'''

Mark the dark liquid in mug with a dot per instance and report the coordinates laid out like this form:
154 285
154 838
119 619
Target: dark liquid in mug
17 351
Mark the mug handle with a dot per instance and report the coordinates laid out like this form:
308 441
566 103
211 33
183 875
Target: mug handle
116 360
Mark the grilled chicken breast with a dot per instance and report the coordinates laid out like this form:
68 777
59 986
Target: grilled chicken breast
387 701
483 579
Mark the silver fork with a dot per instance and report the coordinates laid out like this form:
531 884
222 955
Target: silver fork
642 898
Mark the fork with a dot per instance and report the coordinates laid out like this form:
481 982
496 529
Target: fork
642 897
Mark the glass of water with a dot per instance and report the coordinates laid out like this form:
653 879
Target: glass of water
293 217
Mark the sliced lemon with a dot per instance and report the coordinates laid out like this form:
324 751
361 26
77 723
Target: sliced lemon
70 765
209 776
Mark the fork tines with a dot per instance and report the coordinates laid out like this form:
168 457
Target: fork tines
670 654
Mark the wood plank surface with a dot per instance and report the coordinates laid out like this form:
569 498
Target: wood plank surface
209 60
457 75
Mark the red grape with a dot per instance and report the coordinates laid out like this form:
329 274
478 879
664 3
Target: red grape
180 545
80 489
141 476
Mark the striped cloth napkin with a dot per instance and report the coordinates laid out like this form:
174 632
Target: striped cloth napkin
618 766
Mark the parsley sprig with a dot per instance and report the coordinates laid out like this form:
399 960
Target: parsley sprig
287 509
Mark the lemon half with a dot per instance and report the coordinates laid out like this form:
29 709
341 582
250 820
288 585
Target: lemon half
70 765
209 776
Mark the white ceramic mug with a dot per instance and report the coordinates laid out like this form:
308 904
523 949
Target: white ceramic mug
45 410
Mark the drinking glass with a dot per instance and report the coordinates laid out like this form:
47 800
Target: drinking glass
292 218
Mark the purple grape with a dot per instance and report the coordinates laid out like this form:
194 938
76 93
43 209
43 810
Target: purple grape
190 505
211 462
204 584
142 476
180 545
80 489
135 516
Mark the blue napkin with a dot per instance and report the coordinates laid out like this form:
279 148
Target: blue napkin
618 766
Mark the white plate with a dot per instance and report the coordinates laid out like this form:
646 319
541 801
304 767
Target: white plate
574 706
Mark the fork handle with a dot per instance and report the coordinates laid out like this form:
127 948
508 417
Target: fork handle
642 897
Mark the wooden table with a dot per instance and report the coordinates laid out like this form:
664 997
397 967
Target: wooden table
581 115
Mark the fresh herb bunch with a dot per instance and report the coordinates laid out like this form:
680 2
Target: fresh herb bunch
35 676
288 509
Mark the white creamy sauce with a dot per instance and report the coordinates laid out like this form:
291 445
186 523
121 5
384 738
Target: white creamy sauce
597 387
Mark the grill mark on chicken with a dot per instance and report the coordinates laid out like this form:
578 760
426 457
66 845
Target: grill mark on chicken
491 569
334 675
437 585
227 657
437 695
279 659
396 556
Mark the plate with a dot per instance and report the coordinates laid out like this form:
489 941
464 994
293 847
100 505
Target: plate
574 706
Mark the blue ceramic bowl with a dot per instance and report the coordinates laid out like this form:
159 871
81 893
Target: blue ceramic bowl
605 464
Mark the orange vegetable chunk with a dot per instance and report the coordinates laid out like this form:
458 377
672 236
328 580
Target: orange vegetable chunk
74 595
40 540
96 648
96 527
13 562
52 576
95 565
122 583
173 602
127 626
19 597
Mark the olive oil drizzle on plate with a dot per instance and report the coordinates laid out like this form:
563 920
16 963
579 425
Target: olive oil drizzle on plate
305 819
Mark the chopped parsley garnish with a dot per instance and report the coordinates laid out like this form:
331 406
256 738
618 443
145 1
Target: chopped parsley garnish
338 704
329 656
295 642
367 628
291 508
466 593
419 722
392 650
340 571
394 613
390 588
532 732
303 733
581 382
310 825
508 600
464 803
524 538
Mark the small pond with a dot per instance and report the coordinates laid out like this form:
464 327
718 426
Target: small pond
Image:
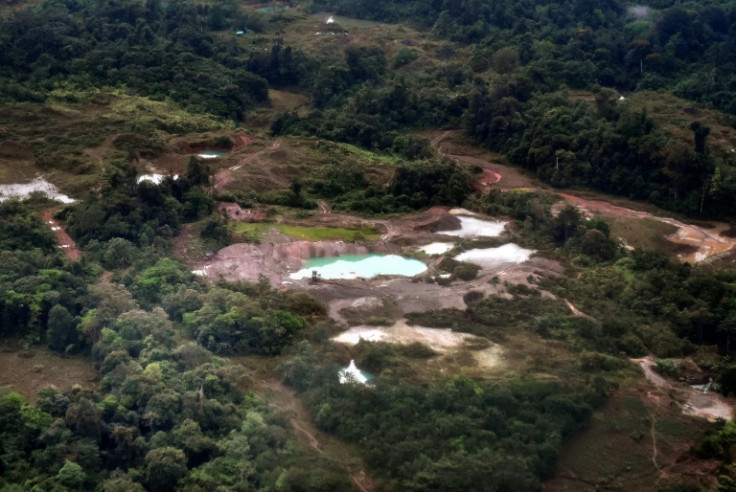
212 154
154 178
272 10
357 266
22 191
436 248
472 227
491 257
353 374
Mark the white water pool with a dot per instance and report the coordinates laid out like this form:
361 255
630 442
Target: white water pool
39 184
360 266
473 227
491 257
436 248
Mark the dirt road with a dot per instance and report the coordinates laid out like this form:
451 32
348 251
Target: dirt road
287 401
692 401
66 243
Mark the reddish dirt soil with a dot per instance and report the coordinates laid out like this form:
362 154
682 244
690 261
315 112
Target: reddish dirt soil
705 243
236 213
66 243
226 176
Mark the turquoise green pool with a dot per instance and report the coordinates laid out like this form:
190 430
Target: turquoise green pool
360 266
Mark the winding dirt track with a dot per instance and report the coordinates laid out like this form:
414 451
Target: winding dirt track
707 242
226 176
66 243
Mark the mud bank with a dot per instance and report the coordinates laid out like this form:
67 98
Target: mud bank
444 341
248 262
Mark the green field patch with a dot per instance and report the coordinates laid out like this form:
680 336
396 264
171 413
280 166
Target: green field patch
256 232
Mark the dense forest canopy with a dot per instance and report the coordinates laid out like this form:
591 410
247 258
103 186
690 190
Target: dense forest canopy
558 88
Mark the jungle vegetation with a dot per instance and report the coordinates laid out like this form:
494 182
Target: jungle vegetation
173 413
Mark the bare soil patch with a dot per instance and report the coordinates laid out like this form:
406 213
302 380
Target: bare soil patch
696 243
692 401
28 371
66 243
656 438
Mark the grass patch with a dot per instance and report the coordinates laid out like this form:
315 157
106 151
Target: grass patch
256 231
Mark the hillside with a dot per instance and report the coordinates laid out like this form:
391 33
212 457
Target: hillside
367 245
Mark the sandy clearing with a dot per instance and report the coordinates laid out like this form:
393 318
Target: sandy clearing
66 243
442 340
708 241
27 371
692 401
492 257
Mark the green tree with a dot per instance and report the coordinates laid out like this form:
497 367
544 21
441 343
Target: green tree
164 467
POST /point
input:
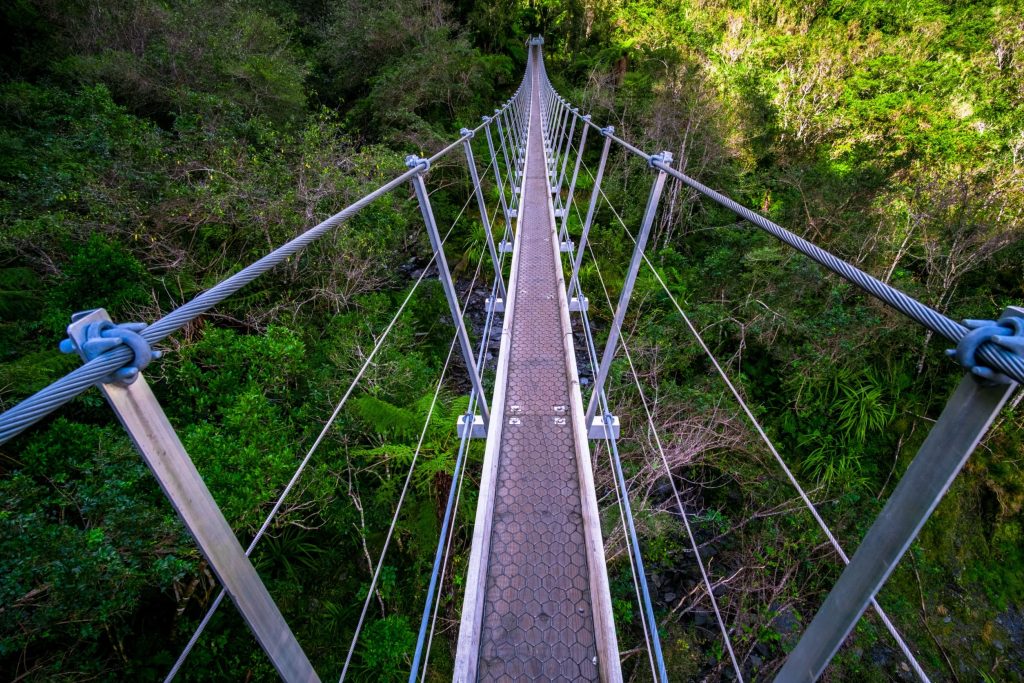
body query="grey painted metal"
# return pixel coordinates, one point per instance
(624, 494)
(563, 146)
(563, 230)
(997, 358)
(143, 419)
(501, 185)
(573, 289)
(444, 275)
(484, 219)
(510, 170)
(565, 161)
(624, 300)
(556, 136)
(538, 614)
(35, 408)
(961, 427)
(994, 356)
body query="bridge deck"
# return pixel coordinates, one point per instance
(537, 604)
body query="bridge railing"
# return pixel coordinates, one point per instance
(991, 352)
(116, 355)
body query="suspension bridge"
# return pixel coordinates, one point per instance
(537, 604)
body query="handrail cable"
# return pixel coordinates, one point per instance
(592, 354)
(440, 556)
(404, 488)
(305, 461)
(682, 511)
(44, 401)
(998, 358)
(462, 475)
(675, 491)
(484, 337)
(771, 447)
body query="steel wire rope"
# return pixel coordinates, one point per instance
(1006, 361)
(420, 651)
(35, 408)
(592, 354)
(488, 322)
(462, 475)
(440, 556)
(401, 498)
(682, 511)
(771, 446)
(620, 486)
(675, 491)
(305, 461)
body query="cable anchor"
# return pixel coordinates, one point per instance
(102, 336)
(1007, 333)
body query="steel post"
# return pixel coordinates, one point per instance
(562, 138)
(961, 427)
(444, 275)
(631, 276)
(594, 195)
(565, 157)
(474, 176)
(512, 174)
(143, 419)
(498, 177)
(564, 231)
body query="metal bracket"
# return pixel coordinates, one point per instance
(477, 430)
(598, 429)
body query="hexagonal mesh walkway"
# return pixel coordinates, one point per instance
(538, 616)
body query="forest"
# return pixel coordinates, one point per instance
(148, 148)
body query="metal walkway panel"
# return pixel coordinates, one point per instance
(537, 605)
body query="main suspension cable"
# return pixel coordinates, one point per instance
(771, 446)
(312, 450)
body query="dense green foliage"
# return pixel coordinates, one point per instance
(148, 148)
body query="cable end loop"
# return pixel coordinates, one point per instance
(660, 157)
(412, 161)
(92, 333)
(1007, 334)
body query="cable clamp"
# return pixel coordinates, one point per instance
(412, 161)
(102, 336)
(663, 157)
(1007, 333)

'''

OBJECTIVE: List every line above that contains the word "reddish", treating uppercase and lowercase as different.

COMPLETED EXERCISE:
Mark the reddish dirt soil with a dot per instance and report the coordinates laid out like this form:
Target: reddish dirt soil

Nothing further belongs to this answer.